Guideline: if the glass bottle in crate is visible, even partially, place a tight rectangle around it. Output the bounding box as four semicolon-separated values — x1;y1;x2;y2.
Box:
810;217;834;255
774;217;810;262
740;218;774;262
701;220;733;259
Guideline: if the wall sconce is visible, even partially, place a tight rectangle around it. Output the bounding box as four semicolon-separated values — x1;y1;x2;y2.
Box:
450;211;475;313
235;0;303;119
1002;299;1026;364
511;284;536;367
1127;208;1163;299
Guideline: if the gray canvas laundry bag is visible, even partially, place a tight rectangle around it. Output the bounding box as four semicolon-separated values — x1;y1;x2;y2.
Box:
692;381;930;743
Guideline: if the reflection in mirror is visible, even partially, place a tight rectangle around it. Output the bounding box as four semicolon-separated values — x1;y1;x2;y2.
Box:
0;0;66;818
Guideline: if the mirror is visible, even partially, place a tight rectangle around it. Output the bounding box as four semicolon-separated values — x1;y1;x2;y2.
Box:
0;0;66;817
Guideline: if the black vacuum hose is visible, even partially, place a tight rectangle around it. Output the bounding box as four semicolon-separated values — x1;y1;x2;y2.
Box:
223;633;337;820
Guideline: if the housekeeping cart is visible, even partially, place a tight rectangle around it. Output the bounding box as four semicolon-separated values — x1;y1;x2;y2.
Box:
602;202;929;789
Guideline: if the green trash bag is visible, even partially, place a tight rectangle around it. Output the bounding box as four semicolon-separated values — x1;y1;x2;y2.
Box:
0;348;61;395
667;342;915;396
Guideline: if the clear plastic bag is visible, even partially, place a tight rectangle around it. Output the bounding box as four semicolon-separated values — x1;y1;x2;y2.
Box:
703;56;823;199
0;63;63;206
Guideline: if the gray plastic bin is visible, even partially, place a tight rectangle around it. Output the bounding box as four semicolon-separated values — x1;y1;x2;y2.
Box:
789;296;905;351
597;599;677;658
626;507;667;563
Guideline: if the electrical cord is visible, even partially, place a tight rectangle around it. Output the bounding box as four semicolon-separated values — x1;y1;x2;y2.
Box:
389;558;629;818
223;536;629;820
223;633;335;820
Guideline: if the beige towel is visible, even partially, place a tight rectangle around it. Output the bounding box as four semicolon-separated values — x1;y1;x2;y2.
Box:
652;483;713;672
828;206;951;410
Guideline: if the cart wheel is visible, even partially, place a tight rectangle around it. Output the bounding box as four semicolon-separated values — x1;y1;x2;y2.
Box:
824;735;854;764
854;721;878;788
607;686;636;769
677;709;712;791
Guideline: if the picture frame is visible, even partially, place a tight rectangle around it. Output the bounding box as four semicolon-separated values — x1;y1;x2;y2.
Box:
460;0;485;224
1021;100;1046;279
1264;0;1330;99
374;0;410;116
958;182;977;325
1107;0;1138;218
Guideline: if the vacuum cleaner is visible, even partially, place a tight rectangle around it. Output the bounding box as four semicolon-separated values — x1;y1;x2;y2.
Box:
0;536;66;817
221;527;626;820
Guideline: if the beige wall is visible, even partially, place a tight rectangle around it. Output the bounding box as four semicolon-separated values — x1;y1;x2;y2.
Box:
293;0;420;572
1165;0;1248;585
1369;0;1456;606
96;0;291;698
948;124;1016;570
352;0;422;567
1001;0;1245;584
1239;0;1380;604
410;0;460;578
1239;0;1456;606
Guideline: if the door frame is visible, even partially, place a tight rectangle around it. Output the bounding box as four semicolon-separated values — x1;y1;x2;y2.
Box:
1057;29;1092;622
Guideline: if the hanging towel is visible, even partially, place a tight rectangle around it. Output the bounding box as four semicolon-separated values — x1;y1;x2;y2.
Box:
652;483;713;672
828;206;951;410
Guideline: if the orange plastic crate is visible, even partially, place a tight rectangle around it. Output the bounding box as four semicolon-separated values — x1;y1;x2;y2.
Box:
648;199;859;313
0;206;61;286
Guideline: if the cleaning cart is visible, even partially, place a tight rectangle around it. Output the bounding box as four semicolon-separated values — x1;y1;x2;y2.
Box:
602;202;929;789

┄┄┄┄┄┄┄┄┄┄

## Your goal
Copy all of the data above back out word for word, from the first line to the last.

## Output for this exercise
Guideline: if the glass bottle in crate is visible, even partially, place a tight rectangle around it. Output the bounding box as four semicolon-separated values — x1;y1;x2;y2.
Box:
810;217;834;255
774;217;810;262
740;218;774;262
701;220;733;259
Guideline: if the wall sconce is visible, even partially, place a tight rectangle around it. Output the bounding box as four semicolon-separated values — x1;y1;x2;y2.
Box:
450;211;475;313
235;0;303;119
1002;299;1026;364
511;284;536;367
1127;208;1163;299
Guideline: if the gray canvas laundry bag is visible, even partially, place a tight rectangle around it. Output the bounding box as four semicolon-separated values — x1;y1;x2;y2.
Box:
692;381;930;743
Guideline: if the reflection in mirror is visible, even partially, place a tight rectangle around it. Output the bounding box as four semicolon-separated values — x1;y1;x2;y2.
Box:
0;0;66;818
Guideline: if the mirror is visible, even partially, place a tight rectangle around it. Output the bounding box as four semicolon-separated values — x1;y1;x2;y2.
Box:
0;0;66;817
Guideline: if the black vacuum hose is visible, even partially, place a tight rectangle around it. Output the bounding box as four semicolon-separated values — x1;y1;x2;y2.
Box:
223;633;337;820
Guideline: if the housekeeping cart is visible, even partially, place a tight rectangle around it. Output the bounding box as four semicolon-separated values — x1;y1;x2;y2.
Box:
602;202;929;789
Guideline: if the green trash bag is visible, even partially, place a tight rectangle around it. Output the bounding box as four semicolon-separated values — x1;y1;x2;y2.
Box:
0;348;61;395
667;342;915;396
Guideline: if the clear plastic bag is visible, even partially, place a tight rectangle around it. Output the bounding box as four semicolon-separated values — x1;y1;x2;y2.
Box:
703;56;823;199
0;63;63;206
Guideline: if the gray plastic bin is visible, even partially, place a tight rectangle around it. Output the bounding box as four semicolon-separated values — x1;y1;x2;y2.
Box:
789;296;905;351
597;599;677;658
626;507;667;563
Guideline: if the electrical cord is visible, even partially, place a tight rectangle around it. Output the bounding box as four semicolon-separated values — x1;y1;x2;y2.
Box:
389;558;629;818
223;536;629;820
223;633;335;820
Guideline: if the beige towel is visible, even partially, place a tight rectangle around it. Output the bounding box as four semicolon-separated values — x1;y1;x2;y2.
Box:
652;483;713;672
828;206;951;410
Guideline: if the cart wheel is visible, even partially, place a tight rectangle around it. Output the bounding box as four semicolon-separated values — x1;y1;x2;y2.
Box:
824;735;854;764
854;721;878;788
607;686;636;769
677;709;712;791
Guideline: if the picture frame is visible, even partially, place a tight rectangle around it. Output the bounding box as four semicolon-separated values — x1;y1;x2;y2.
Box:
460;0;485;224
1021;100;1046;279
1264;0;1330;99
374;0;410;116
958;182;977;325
1107;0;1138;218
Guideline: if the vacuum cleaner is visible, even partially, place a tight rectangle around it. Output the bounding box as four semicolon-separated values — x1;y1;x2;y2.
Box:
0;536;66;817
221;527;626;820
Guideline: if the beige wall is visible, even partially, place a tight rectangle around it. Output the bounding box as four semicolon-separated values — x1;y1;x2;y2.
Box:
293;0;420;572
1165;0;1248;585
1369;0;1456;606
96;0;291;698
948;124;1016;570
352;0;422;567
1001;0;1245;584
1239;0;1380;604
410;0;460;578
1239;0;1456;606
Guideline: if the door frame is visible, even partially, place a tight rectangle around it. Output the bounding box as four semicolon-separated values — x1;y1;x2;y2.
Box:
1057;29;1092;622
Guideline: if the hanging towel is visible, even partially, place a tight rectangle around it. Output the bounding box as four semicolon-separated values — x1;y1;x2;y2.
Box:
652;483;713;672
828;206;951;410
Guideline: if the orange plastic crate is visible, even partially, place a tight rectangle around it. Output the bounding box as four semicolon-separated values — x1;y1;x2;y2.
Box:
648;199;859;313
0;206;61;286
Guideline: if the cleaning cart is visible, even partially, place a tight rectangle around it. Output the bounding box as four semicolon-separated values — x1;y1;x2;y2.
Box:
602;202;929;789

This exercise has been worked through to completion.